● Required tasks
1 - Answer these questions about the article on the LGBTQ youth survey:
(a) Which organization produced the 2022 survey?
(b) In what year did that organization start its national surveys?
(c) In Oregon, what percentage of LGBTQ youth wanted mental health care but could not get it?
2 - Does the article on the LGBTQ youth survey support each statement below? Answer yes or no, and quote the words that decide it.
(a) The survey responses were collected in 2021.
(b) The Trevor Project broke down its results state by state for the first time.
(c) The percentage of respondents reporting symptoms of anxiety has decreased over the three years of surveys.

[Excerpted text Boundary: Start]

A new survey of LGBTQ youth across the country finds 45% of LGBTQ youth seriously considered suicide in 2021, the year survey responses were collected. At the same time, 60% of youth who wanted mental health care were not able to get it.
The 2022 survey on LGBTQ youth mental health comes from The Trevor Project, a suicide prevention and mental health organization.
In the three years since The Trevor Project started surveying LGBTQ youth, the percentage of respondents reporting symptoms of anxiety has increased. So has the percentage of youth who say they’ve considered suicide.
In addition to questions about mental health, the survey includes national data on the percentage of youth who report they have experienced discrimination based on their sexual orientation or gender. The survey also has figures on the impact of COVID-19 on their families.
For the first time since starting national surveys in 2019, The Trevor Project broke down the results state by state.
The findings in Oregon and Washington
The same mental health concerns that face LGBTQ youth nationwide are also felt in the Pacific Northwest.
For transgender and nonbinary youth the percentages were higher: 54% in Oregon and 49% in Washington. Nationally, the percentage of trans and nonbinary youth who have considered suicide was over 50%, though the number is higher for transgender boys or men.
In Oregon, 59% of LGBTQ youth wanted mental health care but were not able to get it. The main reasons included the fear of talking about mental health concerns with other people and fears about not being taken seriously.

[Excerpted text Boundary: End]
[Records provided Boundary: Start]

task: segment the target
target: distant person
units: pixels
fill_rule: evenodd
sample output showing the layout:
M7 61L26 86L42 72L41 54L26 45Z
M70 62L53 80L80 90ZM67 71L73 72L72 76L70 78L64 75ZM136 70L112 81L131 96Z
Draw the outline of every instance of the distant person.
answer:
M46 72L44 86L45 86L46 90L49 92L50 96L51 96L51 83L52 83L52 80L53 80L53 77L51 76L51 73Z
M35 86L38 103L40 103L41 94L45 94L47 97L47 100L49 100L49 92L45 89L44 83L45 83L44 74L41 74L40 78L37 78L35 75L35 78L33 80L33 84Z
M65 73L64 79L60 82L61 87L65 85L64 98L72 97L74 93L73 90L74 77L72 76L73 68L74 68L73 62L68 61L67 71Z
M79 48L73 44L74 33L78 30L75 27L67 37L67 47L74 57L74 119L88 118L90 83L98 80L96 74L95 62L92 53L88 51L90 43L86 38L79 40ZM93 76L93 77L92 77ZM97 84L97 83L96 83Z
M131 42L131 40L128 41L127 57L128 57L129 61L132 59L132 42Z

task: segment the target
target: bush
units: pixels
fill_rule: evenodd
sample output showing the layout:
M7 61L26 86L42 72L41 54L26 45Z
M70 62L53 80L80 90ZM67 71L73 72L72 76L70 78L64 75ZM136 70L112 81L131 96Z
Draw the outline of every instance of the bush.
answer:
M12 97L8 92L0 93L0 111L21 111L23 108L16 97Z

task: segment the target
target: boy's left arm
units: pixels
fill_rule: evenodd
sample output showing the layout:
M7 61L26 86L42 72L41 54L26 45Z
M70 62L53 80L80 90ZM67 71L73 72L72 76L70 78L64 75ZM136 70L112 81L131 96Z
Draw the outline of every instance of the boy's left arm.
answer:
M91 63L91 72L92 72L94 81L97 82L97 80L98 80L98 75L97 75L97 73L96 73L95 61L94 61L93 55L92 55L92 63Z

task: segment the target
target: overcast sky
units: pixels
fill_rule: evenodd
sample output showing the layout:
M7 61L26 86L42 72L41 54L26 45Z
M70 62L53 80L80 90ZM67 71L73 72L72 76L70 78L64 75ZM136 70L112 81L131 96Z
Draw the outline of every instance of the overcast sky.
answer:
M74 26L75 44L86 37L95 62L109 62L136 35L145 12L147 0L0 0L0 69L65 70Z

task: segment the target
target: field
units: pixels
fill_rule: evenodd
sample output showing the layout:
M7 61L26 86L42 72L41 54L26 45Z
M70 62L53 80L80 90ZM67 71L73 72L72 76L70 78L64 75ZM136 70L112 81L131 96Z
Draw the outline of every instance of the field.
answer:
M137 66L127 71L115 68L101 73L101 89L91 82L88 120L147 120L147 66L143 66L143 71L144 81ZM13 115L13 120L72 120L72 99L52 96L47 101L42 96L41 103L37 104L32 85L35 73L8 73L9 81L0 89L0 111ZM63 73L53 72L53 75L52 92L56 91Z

[Records provided Boundary: End]

● Answers by item
1 -
(a) The Trevor Project
(b) 2019
(c) 59%

2 -
(a) Yes: "in 2021, the year survey responses were collected"
(b) Yes: "For the first time since starting national surveys in 2019, The Trevor Project broke down the results state by state."
(c) No: "the percentage of respondents reporting symptoms of anxiety has increased"